### Material supplied
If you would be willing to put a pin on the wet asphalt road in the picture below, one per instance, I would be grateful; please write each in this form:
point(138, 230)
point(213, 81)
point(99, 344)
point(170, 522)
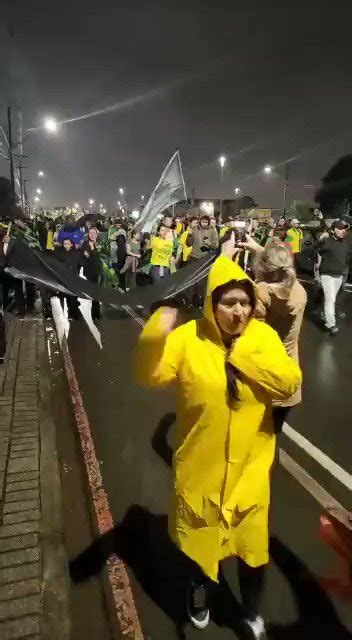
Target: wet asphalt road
point(129, 440)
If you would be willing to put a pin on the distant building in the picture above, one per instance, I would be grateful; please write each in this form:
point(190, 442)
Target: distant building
point(213, 206)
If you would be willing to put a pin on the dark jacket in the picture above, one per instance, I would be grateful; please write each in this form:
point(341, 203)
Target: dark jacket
point(335, 255)
point(72, 259)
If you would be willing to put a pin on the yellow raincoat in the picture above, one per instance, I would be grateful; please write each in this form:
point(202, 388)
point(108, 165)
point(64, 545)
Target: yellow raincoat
point(223, 454)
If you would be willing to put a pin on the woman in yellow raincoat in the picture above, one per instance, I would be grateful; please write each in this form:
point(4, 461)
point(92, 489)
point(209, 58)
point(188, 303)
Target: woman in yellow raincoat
point(228, 367)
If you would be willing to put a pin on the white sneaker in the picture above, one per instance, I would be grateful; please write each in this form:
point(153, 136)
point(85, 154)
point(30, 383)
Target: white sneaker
point(197, 607)
point(256, 628)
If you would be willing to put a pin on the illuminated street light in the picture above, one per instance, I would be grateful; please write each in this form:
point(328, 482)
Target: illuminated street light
point(268, 170)
point(51, 125)
point(222, 161)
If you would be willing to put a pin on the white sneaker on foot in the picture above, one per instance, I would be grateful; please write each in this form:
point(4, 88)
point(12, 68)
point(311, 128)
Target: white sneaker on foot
point(256, 628)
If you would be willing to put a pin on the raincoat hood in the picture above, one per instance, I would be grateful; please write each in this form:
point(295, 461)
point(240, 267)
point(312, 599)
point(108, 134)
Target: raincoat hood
point(223, 271)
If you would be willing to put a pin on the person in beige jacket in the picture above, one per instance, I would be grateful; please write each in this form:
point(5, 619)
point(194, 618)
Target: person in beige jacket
point(281, 303)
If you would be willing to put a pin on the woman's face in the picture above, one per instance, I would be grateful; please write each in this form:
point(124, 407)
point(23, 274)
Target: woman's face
point(233, 311)
point(67, 245)
point(92, 235)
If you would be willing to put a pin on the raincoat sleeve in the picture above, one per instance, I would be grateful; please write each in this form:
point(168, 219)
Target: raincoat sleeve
point(265, 362)
point(158, 356)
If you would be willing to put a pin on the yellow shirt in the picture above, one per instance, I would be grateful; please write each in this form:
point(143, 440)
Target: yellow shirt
point(50, 241)
point(186, 251)
point(179, 228)
point(161, 252)
point(294, 238)
point(223, 451)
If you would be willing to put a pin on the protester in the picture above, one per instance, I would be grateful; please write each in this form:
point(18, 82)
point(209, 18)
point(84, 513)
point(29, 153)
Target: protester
point(71, 257)
point(294, 236)
point(129, 270)
point(281, 302)
point(229, 368)
point(335, 253)
point(186, 242)
point(92, 267)
point(162, 247)
point(204, 238)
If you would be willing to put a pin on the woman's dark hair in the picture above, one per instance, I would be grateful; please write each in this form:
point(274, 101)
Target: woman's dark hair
point(232, 373)
point(205, 217)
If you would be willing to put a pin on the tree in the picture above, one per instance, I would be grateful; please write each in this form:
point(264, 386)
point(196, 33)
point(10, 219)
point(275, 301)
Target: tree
point(335, 194)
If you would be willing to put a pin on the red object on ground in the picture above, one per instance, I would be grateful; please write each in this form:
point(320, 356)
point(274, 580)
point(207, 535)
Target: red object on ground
point(336, 531)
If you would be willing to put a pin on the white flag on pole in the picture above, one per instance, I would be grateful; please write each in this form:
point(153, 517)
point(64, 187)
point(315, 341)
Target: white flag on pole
point(169, 190)
point(4, 145)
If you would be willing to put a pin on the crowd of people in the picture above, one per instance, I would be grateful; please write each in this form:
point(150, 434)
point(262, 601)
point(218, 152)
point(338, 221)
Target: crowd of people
point(113, 253)
point(236, 368)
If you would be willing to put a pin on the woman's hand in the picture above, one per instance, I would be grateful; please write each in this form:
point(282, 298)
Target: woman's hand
point(168, 319)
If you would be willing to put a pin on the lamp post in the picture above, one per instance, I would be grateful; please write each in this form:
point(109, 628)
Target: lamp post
point(268, 170)
point(222, 163)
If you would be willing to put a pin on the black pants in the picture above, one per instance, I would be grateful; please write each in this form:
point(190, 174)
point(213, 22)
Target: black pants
point(279, 415)
point(251, 581)
point(72, 306)
point(95, 303)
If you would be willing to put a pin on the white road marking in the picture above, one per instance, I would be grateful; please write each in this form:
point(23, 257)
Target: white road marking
point(319, 456)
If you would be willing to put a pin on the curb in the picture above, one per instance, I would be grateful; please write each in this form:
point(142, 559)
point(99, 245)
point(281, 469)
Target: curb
point(119, 597)
point(56, 621)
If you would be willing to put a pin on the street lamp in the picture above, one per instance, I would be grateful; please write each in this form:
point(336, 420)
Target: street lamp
point(222, 162)
point(51, 125)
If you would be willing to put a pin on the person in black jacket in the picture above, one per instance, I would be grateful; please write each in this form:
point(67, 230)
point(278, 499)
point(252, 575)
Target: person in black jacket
point(71, 257)
point(334, 252)
point(92, 268)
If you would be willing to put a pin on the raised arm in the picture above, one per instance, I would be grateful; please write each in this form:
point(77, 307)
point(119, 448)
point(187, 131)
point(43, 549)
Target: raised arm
point(265, 362)
point(160, 350)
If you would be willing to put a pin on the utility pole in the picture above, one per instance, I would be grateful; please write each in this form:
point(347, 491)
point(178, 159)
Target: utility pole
point(285, 188)
point(9, 131)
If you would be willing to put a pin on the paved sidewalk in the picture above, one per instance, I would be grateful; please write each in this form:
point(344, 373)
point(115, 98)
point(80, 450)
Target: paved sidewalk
point(33, 582)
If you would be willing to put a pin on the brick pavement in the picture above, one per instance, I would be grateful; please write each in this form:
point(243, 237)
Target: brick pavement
point(33, 595)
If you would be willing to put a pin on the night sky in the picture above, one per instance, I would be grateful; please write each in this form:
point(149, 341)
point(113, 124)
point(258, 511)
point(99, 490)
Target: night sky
point(260, 82)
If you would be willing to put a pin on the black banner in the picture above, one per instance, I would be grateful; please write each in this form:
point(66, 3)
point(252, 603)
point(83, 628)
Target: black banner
point(44, 269)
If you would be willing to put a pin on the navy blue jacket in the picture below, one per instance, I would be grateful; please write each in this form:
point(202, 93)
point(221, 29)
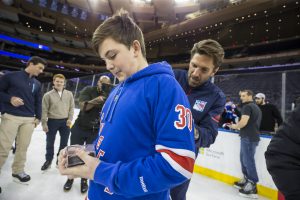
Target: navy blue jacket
point(19, 84)
point(207, 103)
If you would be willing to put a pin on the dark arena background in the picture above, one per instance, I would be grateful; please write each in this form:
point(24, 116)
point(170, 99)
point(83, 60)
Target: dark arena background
point(261, 41)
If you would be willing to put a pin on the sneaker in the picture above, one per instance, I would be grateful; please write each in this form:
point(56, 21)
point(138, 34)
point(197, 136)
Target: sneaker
point(68, 184)
point(249, 190)
point(83, 186)
point(46, 165)
point(240, 184)
point(21, 177)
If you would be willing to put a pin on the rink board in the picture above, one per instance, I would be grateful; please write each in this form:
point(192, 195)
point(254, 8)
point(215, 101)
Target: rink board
point(222, 162)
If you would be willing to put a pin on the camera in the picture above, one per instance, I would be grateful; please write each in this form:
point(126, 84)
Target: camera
point(73, 159)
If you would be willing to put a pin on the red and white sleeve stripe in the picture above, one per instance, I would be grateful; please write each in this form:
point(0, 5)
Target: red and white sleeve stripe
point(181, 160)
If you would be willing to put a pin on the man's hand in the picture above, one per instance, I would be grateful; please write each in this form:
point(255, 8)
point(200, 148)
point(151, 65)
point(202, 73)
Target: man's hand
point(84, 171)
point(196, 134)
point(36, 122)
point(45, 128)
point(97, 100)
point(233, 126)
point(16, 101)
point(69, 123)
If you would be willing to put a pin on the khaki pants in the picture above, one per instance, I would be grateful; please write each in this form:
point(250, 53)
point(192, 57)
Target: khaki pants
point(20, 128)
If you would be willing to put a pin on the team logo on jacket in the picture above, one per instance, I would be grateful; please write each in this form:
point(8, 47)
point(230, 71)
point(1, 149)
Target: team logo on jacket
point(199, 105)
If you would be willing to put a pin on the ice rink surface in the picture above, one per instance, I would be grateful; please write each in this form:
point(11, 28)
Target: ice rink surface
point(49, 185)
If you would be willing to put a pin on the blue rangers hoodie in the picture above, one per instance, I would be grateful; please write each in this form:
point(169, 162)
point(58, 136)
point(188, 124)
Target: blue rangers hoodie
point(145, 141)
point(207, 102)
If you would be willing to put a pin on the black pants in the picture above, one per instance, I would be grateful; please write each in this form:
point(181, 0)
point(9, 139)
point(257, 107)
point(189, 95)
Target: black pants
point(81, 136)
point(55, 125)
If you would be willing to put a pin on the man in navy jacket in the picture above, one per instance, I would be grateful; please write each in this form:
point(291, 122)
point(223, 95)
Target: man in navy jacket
point(20, 94)
point(206, 99)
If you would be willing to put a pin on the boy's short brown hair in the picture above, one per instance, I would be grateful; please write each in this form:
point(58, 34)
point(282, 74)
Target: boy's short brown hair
point(59, 76)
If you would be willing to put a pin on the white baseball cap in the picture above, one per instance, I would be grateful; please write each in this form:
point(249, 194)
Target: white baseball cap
point(260, 96)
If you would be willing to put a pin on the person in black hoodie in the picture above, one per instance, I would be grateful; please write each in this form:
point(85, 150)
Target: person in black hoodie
point(270, 114)
point(283, 157)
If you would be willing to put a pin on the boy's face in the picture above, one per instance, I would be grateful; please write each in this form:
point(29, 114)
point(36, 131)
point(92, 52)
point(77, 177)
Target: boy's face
point(59, 83)
point(201, 68)
point(120, 61)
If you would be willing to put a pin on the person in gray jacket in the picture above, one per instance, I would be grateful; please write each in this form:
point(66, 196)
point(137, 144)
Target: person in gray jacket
point(57, 115)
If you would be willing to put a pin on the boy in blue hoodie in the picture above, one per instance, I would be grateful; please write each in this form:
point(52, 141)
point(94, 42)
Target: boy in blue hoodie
point(146, 139)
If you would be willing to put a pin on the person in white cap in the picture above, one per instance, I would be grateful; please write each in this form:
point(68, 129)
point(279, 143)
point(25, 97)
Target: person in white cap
point(271, 116)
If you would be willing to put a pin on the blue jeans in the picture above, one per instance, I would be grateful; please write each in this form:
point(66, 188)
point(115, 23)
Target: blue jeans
point(247, 153)
point(55, 125)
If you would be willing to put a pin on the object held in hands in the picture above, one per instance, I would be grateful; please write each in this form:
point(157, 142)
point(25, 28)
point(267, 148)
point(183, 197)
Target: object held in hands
point(73, 159)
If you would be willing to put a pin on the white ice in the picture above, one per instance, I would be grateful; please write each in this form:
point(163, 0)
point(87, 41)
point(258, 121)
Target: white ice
point(49, 185)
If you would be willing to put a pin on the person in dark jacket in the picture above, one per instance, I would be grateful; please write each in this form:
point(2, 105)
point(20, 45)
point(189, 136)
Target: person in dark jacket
point(283, 157)
point(249, 133)
point(206, 99)
point(86, 127)
point(20, 94)
point(270, 114)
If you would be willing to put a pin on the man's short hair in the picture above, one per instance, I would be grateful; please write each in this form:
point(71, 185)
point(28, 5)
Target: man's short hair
point(260, 96)
point(59, 76)
point(36, 60)
point(104, 77)
point(210, 48)
point(121, 28)
point(249, 92)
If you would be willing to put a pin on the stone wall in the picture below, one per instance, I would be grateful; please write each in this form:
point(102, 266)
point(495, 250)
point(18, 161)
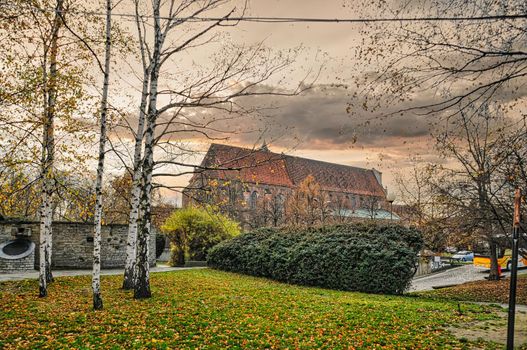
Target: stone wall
point(73, 243)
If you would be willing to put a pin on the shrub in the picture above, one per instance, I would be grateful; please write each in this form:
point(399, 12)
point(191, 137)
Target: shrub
point(194, 230)
point(358, 257)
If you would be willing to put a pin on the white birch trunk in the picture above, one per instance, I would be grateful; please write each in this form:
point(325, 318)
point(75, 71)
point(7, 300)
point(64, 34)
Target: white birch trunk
point(43, 291)
point(131, 242)
point(142, 268)
point(48, 153)
point(96, 277)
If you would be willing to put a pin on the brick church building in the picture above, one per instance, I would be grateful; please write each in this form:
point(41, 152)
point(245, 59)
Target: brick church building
point(242, 181)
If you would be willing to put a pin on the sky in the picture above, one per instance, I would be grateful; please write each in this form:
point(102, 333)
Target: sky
point(328, 121)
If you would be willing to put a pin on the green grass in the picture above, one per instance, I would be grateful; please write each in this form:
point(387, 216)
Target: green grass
point(212, 309)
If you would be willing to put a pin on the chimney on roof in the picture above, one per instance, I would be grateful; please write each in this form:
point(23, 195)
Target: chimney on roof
point(264, 147)
point(378, 175)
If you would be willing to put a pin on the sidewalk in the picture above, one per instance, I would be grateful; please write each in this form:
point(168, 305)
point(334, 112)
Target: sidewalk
point(61, 273)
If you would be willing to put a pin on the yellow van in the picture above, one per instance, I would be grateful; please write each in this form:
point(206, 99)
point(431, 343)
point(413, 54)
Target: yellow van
point(504, 261)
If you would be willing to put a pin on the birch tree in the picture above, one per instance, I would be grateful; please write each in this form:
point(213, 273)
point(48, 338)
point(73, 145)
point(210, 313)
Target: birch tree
point(48, 154)
point(43, 121)
point(238, 75)
point(96, 279)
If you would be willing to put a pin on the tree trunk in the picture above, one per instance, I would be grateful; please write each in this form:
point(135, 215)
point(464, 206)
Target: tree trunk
point(43, 291)
point(48, 152)
point(96, 278)
point(142, 269)
point(131, 242)
point(493, 275)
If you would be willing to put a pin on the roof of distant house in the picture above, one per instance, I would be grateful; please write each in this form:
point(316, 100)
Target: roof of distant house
point(265, 167)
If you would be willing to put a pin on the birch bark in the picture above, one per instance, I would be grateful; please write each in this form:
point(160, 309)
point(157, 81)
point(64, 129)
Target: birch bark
point(131, 242)
point(48, 152)
point(142, 285)
point(96, 276)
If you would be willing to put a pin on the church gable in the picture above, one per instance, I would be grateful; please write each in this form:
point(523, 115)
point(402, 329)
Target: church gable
point(263, 167)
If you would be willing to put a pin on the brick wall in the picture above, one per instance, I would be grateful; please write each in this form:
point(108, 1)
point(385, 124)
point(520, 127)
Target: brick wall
point(73, 243)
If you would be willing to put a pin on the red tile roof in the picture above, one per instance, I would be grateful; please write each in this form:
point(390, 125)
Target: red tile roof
point(259, 166)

### Exercise objective
Rewrite the stretch from the start of the items through the line containing "point(222, 161)", replacing "dark jacket" with "black jacket" and keeping everything else unchanged. Leave the pictures out.

### Solution to the exercise
If you would be willing to put a pin on the wet asphalt road in the picture below, one per instance, I would be grateful; please write each in this form:
point(138, 230)
point(213, 81)
point(99, 344)
point(170, 522)
Target: wet asphalt road
point(129, 440)
If you would be willing to put a pin on the distant building in the picture above, one per instance, I would be grateful; please write each in this form:
point(190, 442)
Target: distant building
point(213, 206)
If you would be willing to put a pin on the black jacket in the picture above, one per instance, I would be grateful; please write each in this form:
point(341, 203)
Target: black jacket
point(335, 255)
point(72, 259)
If you would be willing to put a pin on the yellow raincoat in the picture above, one per instance, I would be grateful; please write each in this form:
point(202, 388)
point(108, 165)
point(64, 545)
Target: yellow raincoat
point(223, 454)
If you would be willing to put a pin on the woman in yellow raincoat in the picture above, one per instance, I would be grateful; please write each in this form:
point(4, 461)
point(92, 489)
point(209, 58)
point(188, 303)
Target: woman in yellow raincoat
point(228, 367)
If you would be willing to put a pin on the white sneaker in the picture above, one per instance, I would be grateful; please write each in this form:
point(153, 136)
point(85, 154)
point(30, 383)
Target: white sneaker
point(197, 607)
point(256, 628)
If you would be willing to put a pin on the illuminated street light in the picture above, one per instance, I would be grateful; please write each in this form:
point(328, 482)
Target: illuminated street light
point(268, 170)
point(51, 125)
point(222, 161)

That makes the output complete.